─── ИСХОДНЫЙ МАТЕРИАЛ

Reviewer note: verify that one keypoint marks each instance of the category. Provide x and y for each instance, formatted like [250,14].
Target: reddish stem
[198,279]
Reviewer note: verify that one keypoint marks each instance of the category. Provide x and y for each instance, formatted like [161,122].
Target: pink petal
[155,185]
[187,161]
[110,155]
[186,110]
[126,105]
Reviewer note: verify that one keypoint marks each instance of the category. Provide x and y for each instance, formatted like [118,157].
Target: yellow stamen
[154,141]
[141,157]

──────
─── ИСХОДНЫЙ МАТЕРИАЛ

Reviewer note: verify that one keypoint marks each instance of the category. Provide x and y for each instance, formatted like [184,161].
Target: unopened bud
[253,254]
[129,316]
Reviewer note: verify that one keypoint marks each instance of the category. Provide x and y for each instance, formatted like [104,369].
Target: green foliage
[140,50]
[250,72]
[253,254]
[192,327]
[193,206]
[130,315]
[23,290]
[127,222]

──────
─── ИСХОДНЫЙ МАТЕРИАЛ

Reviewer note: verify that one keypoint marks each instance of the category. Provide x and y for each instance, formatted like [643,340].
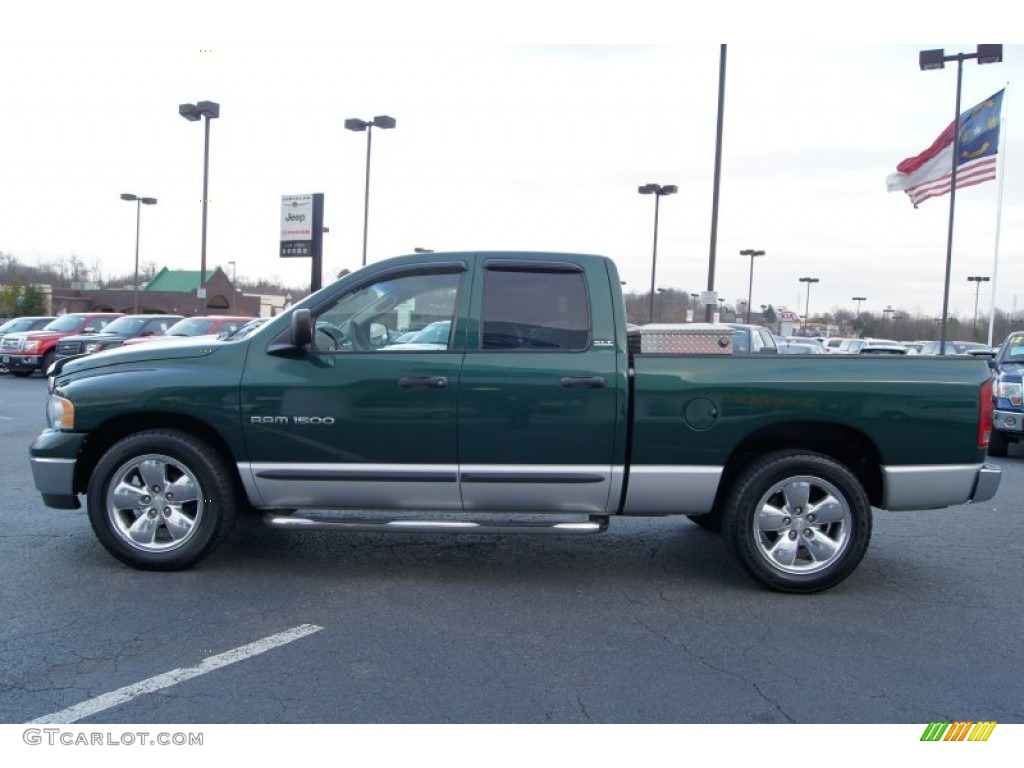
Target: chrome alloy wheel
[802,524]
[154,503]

──────

#### [ЗАДАНИЕ]
Выпиши из материала выше все строки, в которых есть слово «Target». Регистр букв имеет значение.

#### [РЕШЕНИЕ ЗАДАЧИ]
Target: reddish stem
Target: pink petal
Target: yellow stamen
Target: unopened bud
Target: green foliage
Target: chrome alloy wheel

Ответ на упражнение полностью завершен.